* Source data
.....

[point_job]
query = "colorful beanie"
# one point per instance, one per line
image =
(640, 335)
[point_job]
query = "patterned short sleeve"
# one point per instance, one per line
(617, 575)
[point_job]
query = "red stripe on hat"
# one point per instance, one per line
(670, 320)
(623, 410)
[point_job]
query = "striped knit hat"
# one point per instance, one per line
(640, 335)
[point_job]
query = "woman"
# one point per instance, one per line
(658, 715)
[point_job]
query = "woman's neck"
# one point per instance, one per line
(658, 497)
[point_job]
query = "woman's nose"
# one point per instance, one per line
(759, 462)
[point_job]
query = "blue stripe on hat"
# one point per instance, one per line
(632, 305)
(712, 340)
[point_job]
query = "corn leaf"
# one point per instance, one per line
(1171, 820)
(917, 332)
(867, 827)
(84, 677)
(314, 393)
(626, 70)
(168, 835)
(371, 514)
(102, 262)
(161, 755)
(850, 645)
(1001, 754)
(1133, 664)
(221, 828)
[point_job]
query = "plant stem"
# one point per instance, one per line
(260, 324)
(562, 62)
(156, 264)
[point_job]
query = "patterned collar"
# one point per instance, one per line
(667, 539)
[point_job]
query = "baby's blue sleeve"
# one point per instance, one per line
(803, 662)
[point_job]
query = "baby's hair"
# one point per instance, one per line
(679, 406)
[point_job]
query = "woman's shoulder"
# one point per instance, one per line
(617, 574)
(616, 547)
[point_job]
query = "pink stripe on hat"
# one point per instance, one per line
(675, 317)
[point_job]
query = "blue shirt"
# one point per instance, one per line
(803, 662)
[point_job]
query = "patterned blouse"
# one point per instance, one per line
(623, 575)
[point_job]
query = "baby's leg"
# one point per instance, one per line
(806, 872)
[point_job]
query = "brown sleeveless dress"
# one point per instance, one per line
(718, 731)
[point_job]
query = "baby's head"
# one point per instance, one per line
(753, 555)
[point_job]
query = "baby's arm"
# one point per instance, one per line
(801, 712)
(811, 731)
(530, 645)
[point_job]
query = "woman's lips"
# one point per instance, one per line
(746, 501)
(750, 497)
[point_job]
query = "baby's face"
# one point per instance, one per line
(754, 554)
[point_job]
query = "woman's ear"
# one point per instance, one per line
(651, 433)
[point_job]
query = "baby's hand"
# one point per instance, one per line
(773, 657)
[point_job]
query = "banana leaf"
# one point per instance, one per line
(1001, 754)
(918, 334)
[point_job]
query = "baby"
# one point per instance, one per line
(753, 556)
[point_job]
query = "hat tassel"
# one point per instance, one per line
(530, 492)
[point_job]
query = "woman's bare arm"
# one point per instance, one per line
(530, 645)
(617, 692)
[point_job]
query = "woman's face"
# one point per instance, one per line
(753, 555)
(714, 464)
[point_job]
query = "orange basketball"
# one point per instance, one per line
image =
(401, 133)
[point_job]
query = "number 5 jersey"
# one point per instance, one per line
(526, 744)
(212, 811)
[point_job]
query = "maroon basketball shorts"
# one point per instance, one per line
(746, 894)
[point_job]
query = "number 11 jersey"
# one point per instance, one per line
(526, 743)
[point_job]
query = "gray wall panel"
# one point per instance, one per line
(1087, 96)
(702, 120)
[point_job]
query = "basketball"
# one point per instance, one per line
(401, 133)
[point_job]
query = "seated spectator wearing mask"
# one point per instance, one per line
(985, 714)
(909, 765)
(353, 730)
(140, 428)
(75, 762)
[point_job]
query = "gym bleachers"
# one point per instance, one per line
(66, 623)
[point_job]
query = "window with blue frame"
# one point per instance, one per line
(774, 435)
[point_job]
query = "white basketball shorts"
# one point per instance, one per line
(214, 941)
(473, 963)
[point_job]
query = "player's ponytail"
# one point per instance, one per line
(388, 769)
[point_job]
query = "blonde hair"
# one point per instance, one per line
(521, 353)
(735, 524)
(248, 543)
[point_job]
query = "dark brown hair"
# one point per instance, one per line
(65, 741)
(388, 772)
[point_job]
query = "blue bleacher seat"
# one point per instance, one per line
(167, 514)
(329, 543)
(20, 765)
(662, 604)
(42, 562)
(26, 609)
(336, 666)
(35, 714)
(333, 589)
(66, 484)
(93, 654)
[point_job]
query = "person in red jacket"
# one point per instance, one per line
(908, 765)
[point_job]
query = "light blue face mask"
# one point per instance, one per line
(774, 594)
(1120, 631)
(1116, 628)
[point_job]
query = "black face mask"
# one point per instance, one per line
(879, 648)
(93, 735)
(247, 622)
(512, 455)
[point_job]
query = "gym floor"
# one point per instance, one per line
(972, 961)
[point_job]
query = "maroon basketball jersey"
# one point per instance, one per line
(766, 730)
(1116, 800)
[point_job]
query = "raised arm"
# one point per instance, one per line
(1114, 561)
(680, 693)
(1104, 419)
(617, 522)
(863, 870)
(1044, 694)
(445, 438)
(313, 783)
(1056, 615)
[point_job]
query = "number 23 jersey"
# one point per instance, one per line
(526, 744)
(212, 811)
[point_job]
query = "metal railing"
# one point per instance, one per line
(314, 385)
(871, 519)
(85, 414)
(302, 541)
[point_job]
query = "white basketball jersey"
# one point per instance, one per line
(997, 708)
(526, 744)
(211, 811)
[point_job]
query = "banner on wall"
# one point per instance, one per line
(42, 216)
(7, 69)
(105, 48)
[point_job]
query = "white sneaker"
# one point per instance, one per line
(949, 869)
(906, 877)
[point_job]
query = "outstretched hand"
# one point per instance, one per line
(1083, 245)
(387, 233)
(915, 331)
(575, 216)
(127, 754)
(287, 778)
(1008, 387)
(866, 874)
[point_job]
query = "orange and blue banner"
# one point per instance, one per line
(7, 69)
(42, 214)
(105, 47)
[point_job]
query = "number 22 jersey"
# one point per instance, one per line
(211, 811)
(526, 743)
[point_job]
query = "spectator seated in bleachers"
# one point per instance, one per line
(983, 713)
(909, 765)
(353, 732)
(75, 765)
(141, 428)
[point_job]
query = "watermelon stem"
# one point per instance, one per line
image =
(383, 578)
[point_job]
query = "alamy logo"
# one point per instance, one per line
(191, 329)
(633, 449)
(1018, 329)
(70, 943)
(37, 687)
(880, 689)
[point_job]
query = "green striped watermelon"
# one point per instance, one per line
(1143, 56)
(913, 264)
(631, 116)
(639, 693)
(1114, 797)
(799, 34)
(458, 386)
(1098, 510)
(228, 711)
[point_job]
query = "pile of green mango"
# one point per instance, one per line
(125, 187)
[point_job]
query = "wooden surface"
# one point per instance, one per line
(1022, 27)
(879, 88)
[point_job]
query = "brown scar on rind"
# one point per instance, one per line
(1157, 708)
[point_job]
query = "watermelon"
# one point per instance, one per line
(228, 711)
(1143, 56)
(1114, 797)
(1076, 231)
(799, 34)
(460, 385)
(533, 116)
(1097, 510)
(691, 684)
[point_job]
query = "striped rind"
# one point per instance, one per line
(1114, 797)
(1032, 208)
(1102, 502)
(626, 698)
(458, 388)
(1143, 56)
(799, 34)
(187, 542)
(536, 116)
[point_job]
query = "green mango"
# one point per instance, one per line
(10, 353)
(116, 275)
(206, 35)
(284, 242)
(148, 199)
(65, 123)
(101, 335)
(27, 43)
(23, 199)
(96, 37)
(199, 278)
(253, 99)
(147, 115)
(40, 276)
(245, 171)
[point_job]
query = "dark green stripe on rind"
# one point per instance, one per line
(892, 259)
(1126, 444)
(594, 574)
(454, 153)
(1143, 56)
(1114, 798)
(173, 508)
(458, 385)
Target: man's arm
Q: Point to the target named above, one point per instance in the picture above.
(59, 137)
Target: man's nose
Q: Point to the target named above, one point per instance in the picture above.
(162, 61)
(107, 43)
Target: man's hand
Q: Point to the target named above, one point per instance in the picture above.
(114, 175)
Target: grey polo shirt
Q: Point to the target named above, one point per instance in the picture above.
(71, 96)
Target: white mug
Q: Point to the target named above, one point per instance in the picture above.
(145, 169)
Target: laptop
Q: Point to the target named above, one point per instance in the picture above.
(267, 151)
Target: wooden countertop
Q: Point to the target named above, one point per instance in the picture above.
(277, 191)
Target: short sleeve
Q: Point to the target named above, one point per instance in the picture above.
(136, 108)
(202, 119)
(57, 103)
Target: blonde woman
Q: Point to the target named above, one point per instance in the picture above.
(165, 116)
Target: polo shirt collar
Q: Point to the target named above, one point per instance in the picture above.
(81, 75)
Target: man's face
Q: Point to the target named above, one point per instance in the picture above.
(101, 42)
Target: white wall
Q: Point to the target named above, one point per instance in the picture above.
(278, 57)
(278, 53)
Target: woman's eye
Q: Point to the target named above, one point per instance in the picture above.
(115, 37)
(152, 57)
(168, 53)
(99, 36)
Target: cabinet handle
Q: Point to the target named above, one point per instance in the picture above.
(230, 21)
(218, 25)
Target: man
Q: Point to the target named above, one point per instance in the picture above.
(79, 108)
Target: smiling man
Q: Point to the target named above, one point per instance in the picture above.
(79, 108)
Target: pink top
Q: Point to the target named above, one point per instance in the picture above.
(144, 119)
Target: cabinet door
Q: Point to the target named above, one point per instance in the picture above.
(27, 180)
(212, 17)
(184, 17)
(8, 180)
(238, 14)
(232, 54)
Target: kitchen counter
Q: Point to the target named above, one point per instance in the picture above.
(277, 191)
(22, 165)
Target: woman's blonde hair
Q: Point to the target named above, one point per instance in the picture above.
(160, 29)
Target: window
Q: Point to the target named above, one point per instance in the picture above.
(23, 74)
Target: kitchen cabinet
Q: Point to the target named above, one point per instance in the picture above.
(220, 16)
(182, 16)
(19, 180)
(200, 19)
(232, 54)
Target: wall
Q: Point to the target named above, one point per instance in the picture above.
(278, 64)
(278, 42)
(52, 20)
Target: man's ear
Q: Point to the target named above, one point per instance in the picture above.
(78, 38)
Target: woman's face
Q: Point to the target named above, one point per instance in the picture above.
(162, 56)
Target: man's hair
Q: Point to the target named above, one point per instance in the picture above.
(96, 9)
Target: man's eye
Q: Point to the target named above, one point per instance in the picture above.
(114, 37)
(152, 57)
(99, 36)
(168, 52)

.....

* EXERCISE REQUIREMENTS
Extract each line from the entries above that contains the string "collar".

* YOUR RESPONSE
query = "patterned collar"
Target: polo shirt collar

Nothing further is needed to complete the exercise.